── MATERIAL PROVIDED

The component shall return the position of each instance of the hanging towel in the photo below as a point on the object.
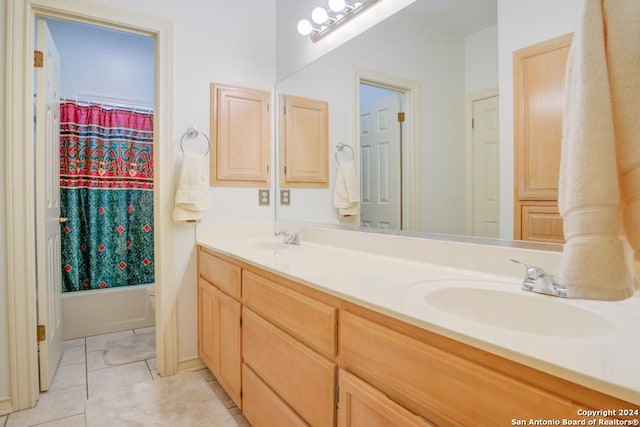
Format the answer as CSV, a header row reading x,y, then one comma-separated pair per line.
x,y
192,191
600,151
346,192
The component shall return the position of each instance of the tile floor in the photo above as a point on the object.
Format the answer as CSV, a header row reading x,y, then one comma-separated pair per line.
x,y
82,373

────

**TASK BRIEF**
Every line in the listing that holds the string "point" should be copied out.

**TASK RESPONSE**
The component shall return the position of each instance of the hanging towel in the photo below as a point on the object.
The component shall return the position of each instance of the tile floor in the photo above as a point on the object.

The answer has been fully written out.